--- begin SOURCE RECORDS ---

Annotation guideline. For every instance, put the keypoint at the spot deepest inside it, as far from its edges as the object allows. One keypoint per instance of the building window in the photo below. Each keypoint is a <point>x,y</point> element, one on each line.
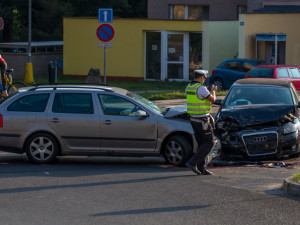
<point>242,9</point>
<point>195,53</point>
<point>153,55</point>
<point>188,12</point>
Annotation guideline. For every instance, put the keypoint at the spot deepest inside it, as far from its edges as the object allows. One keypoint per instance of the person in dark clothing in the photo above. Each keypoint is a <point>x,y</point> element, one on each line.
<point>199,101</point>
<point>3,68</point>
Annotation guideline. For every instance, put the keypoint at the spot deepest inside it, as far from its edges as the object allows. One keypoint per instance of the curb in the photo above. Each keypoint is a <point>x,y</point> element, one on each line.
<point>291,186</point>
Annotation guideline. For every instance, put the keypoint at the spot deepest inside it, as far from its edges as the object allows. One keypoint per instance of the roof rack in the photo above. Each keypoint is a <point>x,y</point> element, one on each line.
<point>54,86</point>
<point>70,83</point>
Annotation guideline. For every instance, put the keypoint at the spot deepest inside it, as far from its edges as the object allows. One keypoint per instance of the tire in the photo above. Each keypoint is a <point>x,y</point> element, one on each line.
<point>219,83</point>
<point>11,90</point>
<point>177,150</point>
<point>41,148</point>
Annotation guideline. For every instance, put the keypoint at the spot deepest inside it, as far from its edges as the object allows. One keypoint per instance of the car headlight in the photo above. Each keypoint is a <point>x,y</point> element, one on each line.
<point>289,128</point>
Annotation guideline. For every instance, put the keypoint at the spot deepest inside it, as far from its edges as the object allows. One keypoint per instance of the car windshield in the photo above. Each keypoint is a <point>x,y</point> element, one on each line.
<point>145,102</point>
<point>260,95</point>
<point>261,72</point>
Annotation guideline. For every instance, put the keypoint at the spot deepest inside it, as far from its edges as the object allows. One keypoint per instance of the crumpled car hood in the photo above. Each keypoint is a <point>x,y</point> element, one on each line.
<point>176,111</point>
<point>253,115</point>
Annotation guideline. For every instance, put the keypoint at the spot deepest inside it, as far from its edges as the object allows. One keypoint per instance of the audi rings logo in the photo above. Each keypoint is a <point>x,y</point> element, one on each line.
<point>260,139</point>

--- end SOURCE RECORDS ---

- _JOB_
Reproduce every one of the entries above word for word, and leave the pictures out.

- _CORRECT RESPONSE_
Annotation guideline. For every instance, put the keypoint at the spot deepest inside it, as far from its edges as the object allows. One keypoint per instance of the building window in the photo below. Each keypoint is a <point>x,y</point> element, one on each line.
<point>242,9</point>
<point>195,53</point>
<point>153,55</point>
<point>188,12</point>
Annotation guideline. For every instance, put the keypoint at the spot deepest inside it, as far from its edges as the object allows. One keypoint per instance of the person in dark clothing in the photo above. Each keypoint is a <point>x,y</point> element, one on each line.
<point>199,101</point>
<point>3,68</point>
Annotation guideline. For every instance, put the keypoint at the spot deepest inside it, as far from its edges as the object allows. One keypoint per instance of the curb in the photo above. Each keypoint is a <point>x,y</point> element, one on each line.
<point>291,186</point>
Annotation guideline. For every instance, put the keypoint at the spot deepest inside it, as far from its edges as the object allows. One keypoint per instance of the roof rack in the photo above. Each keypoint is a <point>x,y</point> element, one on each line.
<point>54,86</point>
<point>70,83</point>
Annotation guideline. For every instance, put the keypoint at the spot deepest inside it, as far from its edges as the object allows. One keypoint per instance of the tire in the photo above. Each keypoint is a <point>x,y</point> element, one on each line.
<point>219,83</point>
<point>11,90</point>
<point>177,150</point>
<point>41,148</point>
Annotation guideline. For every instance, put the keypoint at the spot deepest inside it, as far from its edges as the object allows. One keypoint per instance of the car headlight in the photo above. Each keypoint is a <point>x,y</point> element, one on each line.
<point>289,128</point>
Annotation guideline. For every instance, put the keypoint at the spot deepest inside it, as far from its edges as the object allows. One keypoint per instance of the car windshield in the photo above. Each keypoint is a <point>x,y</point> element, one on each line.
<point>145,102</point>
<point>260,95</point>
<point>261,72</point>
Annotation guideline. For every instance, put the keypoint at the spot deepest inside it, as far from its edges as the object allows. One keypoint per instance of the crumpled car hood in the photo above. Each keypoint is a <point>x,y</point> element, one on each line.
<point>176,111</point>
<point>253,115</point>
Annotation guideline. For every instance, put the keypoint at the spot deepest inside it, as far from its edges as the object allows. One keypoint per instance of the audi rings logo in the photo above. Each keypoint is a <point>x,y</point> element, one on each line.
<point>260,139</point>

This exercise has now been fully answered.